### O que fazer
- a) Enumere todos os locais de praia onde, segundo o texto sobre as praias do Algarve, está prevista ou já começou uma intervenção de enchimento ou continuidade.
- b) Transcreva do texto sobre as praias do Algarve o trecho desde "Para o ano será" até "2009 às 15:00)", inclusive.
- c) Resuma o texto sobre as praias do Algarve em duas frases.

Após a época balnear será feito o enchimento de areia das praias da D. Ana (Lagos), e entre Albufeira e o Forte de S. João. O investimento é de 6,2 milhões de euros.

MAIS INTERVENÇÕES

Para o ano será feito o enchimento das praias entre Quarteira e Garrão e será dada continuidade à intervenção iniciada este ano na de Alvor.

Fonte: Correio da Manhã

È engraçado ler estas notícias porque mostra como em Portugal funciona as coisas. Não acredito em nada, como é que os técnicos fizeram uma vistoria e não detectaram nada, e esta semana aparecem como cogumelos praias a serem interditadas, porque estão em risco de derrocada. Se fosse noutro país, já tinha rolado algumas cabeças, a presidente da ARH Algarve seria a primeira, cada vez que faz declarações nunca bate certo.


----------



## ajrebelo (27 Ago 2009 às 15:00)

Boas

É estranho que no dia anterior da derrocada tenha estado uma maré alta ou melhor, mesmo muito alta 3.6m, pode ter comido um pouco da arriba por baixo o suficiente para acontecer o que aconteceu e ninguém falar disso.

Abraços


----------



## joseoliveira (28 Ago 2009 às 01:08)

ajrebelo disse:


> Boas
> 
> É estranho que no dia anterior da derrocada tenha estado uma maré alta ou melhor, mesmo muito alta 3.6m, pode ter comido um pouco da arriba por baixo o suficiente para acontecer o que aconteceu e ninguém falar disso.
> 
> Abraços



Olá... 

Realmente é uma grande coincidência e além disso a informação obtida não aponta para essa hipótese, visto que nem sequer refere se o desmoronamento ocorreu ao nível do limite superior das ondas em marés mais altas.

3.60m é um caso típico de preia-mar num período de marés vivas e se a linha de maré atingiu, mesmo que no dia anterior a base desta arriba, é lógico que diante da constituição já em si muito frágil da mesma, perde estabilidade e é de esperar que as partes mais elevadas se precipitem sobre a praia.

Outra hipótese que poderá também considerar-se viável é que dada a fragilidade destes solos, basta que no Inverno anterior a precipitação acumulada nas áreas superiores da arriba tenha sido considerável para que o mesmo perca estabilidade, porém até uma certa profundidade o solo mantém-se húmido e os espaços entre as suas partículas é ocupado por outras de menores dimensões vindas da superfície arrastadas pelas chuvas, o que muitas vezes lhe confere uma temporária estabilidade e elasticidade na sua estrutura tornando-a mais compacta.

### Dados para análise
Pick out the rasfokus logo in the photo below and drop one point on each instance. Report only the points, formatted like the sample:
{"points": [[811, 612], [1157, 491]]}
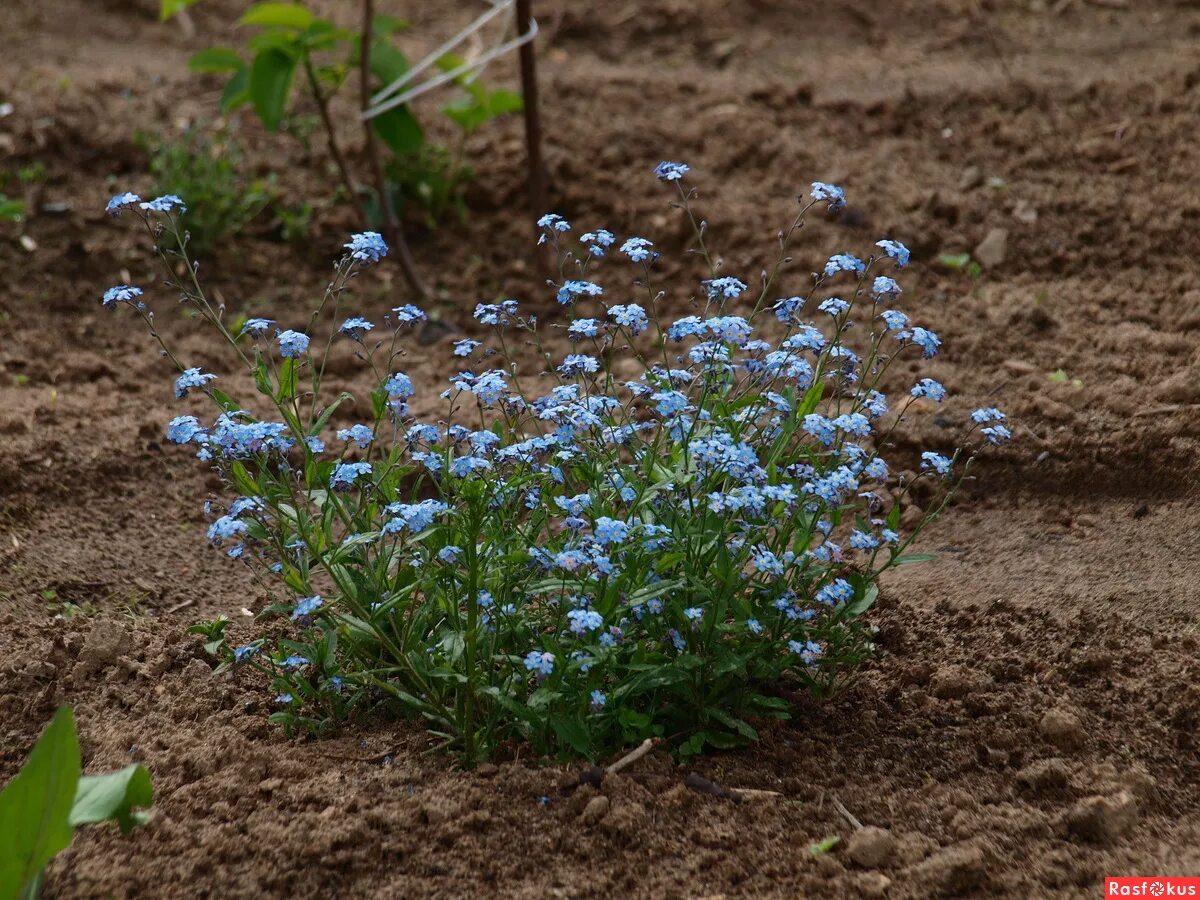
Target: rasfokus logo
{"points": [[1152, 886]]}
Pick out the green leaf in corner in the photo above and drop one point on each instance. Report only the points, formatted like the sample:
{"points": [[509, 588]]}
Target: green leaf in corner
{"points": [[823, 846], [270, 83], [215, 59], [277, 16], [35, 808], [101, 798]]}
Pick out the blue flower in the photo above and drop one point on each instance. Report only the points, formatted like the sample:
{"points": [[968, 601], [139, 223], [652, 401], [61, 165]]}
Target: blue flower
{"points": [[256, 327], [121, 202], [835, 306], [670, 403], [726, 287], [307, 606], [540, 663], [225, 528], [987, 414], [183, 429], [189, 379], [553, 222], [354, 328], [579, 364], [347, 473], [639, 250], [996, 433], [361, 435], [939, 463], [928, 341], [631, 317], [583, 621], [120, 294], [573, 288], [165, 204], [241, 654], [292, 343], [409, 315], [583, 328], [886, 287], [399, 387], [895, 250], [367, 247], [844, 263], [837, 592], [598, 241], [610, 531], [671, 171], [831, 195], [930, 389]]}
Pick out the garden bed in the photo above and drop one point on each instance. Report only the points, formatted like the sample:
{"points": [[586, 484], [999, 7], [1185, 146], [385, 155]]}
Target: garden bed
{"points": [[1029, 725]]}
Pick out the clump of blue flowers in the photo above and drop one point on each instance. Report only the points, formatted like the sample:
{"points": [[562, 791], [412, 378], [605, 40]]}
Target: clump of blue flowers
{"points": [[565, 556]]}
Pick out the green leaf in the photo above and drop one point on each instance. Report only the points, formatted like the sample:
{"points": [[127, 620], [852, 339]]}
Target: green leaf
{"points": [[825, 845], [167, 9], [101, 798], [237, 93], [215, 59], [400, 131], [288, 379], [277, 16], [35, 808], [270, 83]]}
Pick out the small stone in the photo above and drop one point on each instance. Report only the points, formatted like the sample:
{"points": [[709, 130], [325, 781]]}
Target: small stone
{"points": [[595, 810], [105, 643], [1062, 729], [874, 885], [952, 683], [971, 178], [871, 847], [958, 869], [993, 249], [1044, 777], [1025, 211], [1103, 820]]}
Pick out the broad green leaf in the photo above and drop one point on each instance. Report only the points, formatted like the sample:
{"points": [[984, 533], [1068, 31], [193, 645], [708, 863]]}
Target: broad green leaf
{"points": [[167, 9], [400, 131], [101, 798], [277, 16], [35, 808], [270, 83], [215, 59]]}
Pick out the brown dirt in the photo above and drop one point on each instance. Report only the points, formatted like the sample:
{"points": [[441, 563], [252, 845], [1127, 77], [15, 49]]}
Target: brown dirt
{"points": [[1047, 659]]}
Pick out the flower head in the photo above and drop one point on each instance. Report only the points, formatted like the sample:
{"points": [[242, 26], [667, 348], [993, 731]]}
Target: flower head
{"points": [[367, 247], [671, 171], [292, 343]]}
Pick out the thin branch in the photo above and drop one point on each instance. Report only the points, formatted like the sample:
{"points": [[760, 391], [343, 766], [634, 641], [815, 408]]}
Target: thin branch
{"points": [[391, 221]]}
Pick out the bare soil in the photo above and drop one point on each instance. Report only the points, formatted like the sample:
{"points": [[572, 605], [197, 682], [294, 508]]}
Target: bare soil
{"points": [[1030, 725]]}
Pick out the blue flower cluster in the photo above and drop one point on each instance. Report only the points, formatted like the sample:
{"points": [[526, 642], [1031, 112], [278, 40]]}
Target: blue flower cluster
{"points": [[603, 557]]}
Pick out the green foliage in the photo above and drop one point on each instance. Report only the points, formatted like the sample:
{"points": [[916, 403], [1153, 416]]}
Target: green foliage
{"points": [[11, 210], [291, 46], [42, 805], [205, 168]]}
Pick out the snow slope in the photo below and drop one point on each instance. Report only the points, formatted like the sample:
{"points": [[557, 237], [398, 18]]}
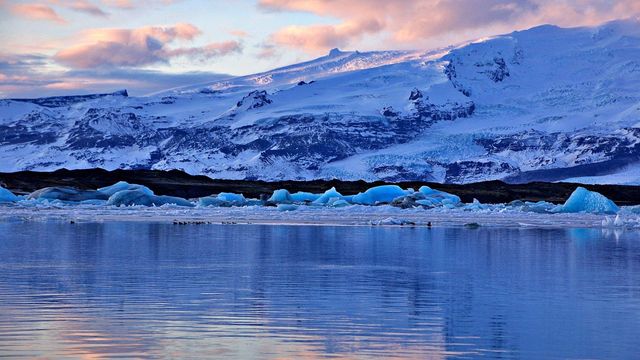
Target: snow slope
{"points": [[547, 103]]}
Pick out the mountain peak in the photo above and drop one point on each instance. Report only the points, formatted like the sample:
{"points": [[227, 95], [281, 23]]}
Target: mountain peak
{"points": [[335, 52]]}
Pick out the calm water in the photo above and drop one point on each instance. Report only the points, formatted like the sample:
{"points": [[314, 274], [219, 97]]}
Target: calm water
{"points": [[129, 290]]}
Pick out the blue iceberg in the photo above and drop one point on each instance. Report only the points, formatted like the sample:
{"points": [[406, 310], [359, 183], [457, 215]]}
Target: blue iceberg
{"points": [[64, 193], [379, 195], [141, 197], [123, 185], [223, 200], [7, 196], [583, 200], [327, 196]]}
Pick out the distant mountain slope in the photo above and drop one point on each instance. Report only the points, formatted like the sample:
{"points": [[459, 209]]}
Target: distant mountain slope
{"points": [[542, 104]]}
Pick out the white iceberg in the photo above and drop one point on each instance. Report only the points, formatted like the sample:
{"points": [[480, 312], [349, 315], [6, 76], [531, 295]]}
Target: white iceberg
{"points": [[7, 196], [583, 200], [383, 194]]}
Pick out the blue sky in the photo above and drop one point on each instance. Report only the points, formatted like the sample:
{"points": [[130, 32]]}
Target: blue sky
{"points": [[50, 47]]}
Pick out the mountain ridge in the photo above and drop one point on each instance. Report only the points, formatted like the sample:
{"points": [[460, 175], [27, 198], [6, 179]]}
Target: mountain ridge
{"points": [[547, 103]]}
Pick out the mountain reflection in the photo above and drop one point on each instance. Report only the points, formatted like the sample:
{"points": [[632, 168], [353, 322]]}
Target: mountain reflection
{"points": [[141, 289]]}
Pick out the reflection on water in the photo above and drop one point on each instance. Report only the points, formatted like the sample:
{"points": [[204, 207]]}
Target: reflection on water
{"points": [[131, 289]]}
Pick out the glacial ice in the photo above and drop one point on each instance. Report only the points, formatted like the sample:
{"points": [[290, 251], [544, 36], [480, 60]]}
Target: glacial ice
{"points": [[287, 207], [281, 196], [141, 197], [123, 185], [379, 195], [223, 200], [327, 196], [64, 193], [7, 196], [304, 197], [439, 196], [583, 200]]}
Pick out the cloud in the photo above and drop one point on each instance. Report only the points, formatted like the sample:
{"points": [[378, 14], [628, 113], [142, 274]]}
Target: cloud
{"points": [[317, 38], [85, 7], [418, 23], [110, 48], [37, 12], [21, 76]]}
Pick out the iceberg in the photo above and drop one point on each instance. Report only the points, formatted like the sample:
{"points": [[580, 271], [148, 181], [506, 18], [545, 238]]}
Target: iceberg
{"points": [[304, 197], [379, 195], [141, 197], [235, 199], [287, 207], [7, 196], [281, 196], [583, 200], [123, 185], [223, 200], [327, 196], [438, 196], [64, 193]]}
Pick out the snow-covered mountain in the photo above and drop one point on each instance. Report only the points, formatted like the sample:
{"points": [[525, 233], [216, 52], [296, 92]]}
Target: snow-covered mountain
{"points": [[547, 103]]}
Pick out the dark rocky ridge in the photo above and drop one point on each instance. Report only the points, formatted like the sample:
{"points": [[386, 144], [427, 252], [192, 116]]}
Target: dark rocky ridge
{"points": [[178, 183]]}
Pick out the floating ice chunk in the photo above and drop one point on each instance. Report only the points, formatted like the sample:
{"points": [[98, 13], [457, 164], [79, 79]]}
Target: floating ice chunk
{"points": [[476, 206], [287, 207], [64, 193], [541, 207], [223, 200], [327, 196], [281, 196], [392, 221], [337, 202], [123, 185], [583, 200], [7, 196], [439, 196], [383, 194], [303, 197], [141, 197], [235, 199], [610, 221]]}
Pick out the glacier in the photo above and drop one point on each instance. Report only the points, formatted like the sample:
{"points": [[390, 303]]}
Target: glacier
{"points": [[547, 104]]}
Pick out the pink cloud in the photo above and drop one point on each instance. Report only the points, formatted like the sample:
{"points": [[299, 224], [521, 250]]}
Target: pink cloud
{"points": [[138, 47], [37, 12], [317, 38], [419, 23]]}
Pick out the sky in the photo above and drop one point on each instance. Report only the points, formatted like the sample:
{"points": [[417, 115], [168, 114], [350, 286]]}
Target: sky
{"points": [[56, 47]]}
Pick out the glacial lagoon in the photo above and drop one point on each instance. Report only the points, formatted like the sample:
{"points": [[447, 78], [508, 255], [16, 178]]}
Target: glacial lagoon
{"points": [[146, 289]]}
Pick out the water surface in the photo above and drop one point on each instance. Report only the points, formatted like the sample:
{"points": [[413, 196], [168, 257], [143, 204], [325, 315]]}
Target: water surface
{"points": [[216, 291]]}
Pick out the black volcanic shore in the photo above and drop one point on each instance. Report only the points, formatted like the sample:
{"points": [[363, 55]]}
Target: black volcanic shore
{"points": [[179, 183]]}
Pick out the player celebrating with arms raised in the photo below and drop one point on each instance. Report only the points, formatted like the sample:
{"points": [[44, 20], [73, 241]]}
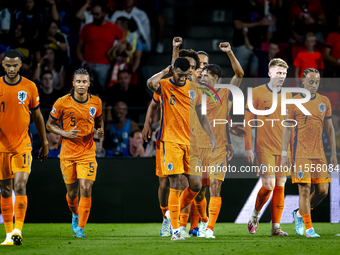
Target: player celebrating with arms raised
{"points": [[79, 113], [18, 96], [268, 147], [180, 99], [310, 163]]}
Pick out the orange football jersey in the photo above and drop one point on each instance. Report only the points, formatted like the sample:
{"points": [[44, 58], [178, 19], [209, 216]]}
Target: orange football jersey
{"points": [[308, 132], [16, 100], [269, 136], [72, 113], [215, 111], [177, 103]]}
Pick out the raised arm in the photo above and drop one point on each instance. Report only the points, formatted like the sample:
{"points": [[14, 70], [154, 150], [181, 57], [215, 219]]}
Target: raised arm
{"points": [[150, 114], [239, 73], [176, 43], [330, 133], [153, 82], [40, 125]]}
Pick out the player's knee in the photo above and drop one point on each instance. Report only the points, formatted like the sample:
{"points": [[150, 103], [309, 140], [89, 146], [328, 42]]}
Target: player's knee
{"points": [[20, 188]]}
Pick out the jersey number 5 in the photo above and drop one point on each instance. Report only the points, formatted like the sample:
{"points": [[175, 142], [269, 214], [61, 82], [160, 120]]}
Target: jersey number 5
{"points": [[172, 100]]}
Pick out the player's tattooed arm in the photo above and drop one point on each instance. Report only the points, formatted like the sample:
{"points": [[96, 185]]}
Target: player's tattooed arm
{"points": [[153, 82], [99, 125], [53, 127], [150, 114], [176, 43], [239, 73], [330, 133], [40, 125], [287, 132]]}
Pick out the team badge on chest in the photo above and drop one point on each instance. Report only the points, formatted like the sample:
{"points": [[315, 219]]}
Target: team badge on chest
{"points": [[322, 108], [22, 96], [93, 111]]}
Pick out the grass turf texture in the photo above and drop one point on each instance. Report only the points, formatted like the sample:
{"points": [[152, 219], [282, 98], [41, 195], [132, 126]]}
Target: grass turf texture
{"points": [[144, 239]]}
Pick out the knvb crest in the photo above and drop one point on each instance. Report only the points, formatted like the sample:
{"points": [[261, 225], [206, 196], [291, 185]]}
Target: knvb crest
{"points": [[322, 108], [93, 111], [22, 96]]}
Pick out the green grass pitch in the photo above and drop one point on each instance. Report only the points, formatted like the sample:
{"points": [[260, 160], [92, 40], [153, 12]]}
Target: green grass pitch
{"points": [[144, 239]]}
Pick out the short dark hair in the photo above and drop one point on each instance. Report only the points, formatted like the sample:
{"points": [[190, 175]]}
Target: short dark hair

### Respostas por ordem
- a)
- Praia da D. Ana (Lagos)
- Praias entre Albufeira e o Forte de S. João
- Praias entre Quarteira e Garrão
- Praia de Alvor

- b)
Para o ano será feito o enchimento das praias entre Quarteira e Garrão e será dada continuidade à intervenção iniciada este ano na de Alvor.

Fonte: Correio da Manhã

È engraçado ler estas notícias porque mostra como em Portugal funciona as coisas. Não acredito em nada, como é que os técnicos fizeram uma vistoria e não detectaram nada, e esta semana aparecem como cogumelos praias a serem interditadas, porque estão em risco de derrocada. Se fosse noutro país, já tinha rolado algumas cabeças, a presidente da ARH Algarve seria a primeira, cada vez que faz declarações nunca bate certo.


----------



## ajrebelo (27 Ago 2009 às 15:00)

- c) O texto anuncia que, após a época balnear, será feito o enchimento de areia de praias em Lagos e entre Albufeira e o Forte de S. João, num investimento de 6,2 milhões de euros, e que no ano seguinte haverá mais intervenções. Nos comentários discute-se a derrocada de uma arriba, apontando-se como possíveis causas a maré muito alta de 3,6 m no dia anterior e a precipitação acumulada no Inverno anterior sobre solos frágeis.